Work request:
Look through the records that follow. Copy every line containing the word "player".

Data for processing:
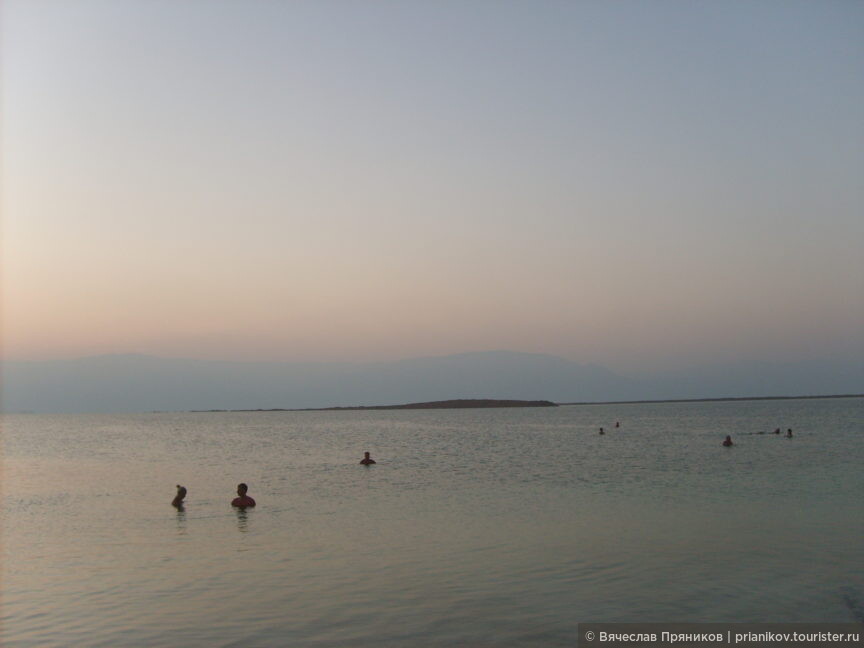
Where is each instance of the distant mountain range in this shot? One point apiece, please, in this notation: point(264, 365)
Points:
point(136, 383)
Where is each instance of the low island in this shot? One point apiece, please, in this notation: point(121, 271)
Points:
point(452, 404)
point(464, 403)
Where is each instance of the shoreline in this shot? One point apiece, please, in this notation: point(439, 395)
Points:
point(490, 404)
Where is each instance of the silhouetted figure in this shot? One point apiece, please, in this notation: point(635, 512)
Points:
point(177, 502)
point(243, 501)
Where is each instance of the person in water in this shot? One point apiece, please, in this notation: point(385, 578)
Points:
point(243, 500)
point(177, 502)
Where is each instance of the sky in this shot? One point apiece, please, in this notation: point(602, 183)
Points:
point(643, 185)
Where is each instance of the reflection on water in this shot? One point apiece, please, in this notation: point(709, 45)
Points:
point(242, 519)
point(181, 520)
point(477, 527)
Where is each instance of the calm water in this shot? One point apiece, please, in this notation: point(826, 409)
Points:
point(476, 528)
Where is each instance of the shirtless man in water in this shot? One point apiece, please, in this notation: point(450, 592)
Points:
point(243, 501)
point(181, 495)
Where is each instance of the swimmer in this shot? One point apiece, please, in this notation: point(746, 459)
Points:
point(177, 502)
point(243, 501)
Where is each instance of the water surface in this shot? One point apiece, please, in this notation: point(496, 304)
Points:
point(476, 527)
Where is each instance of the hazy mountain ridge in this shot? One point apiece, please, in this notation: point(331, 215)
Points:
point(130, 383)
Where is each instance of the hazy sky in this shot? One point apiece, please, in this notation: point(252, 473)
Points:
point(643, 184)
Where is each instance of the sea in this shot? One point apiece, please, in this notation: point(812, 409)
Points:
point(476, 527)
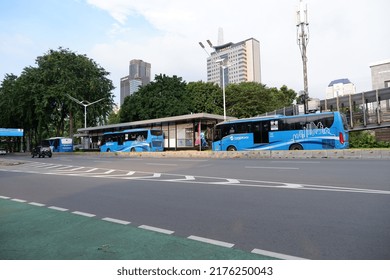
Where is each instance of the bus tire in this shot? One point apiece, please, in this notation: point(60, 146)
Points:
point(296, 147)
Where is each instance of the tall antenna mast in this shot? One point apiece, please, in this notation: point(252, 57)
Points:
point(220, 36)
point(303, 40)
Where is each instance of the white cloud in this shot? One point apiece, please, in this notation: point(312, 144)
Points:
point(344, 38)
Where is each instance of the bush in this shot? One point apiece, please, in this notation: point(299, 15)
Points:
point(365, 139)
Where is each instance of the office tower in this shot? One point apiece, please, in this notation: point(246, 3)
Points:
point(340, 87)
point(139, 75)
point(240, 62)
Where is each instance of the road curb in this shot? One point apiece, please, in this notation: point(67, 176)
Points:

--

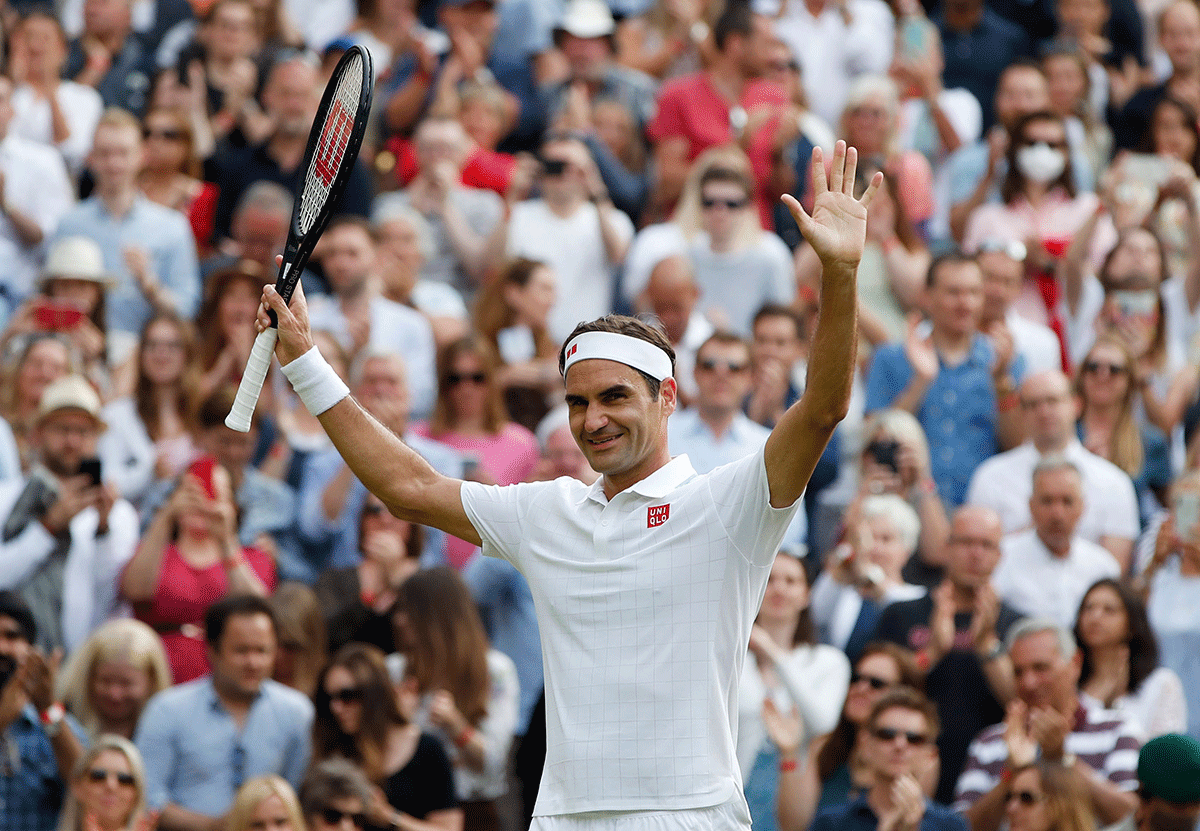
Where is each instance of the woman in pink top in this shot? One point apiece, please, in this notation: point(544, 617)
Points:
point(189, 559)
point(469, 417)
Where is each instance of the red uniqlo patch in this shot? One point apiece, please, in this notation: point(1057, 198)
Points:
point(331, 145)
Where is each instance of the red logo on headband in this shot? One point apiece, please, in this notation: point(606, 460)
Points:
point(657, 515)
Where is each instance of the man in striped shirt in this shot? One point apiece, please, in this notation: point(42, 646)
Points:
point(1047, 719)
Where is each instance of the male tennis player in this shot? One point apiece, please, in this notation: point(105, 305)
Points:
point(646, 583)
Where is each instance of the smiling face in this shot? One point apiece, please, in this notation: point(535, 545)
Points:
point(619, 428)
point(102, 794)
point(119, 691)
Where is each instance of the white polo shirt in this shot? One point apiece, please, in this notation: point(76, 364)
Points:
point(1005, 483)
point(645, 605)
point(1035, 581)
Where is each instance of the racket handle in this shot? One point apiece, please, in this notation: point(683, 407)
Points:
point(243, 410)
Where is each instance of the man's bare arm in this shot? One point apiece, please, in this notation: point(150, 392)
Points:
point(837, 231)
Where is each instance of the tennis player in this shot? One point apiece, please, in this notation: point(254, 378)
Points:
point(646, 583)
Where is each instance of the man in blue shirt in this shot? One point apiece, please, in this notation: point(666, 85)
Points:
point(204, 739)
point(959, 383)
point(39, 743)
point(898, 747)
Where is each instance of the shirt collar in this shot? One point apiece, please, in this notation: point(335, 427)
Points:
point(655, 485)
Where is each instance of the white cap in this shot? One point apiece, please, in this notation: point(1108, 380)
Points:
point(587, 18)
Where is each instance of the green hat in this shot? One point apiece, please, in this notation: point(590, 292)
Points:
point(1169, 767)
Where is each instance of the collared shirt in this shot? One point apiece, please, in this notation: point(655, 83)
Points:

Answer section:
Where is each instance of the male tennis player in this shot? One point apiece, please, in this notation: point(105, 305)
Where is each instance of the tennis player in this shot? One point apiece, please, in this notation: point(254, 378)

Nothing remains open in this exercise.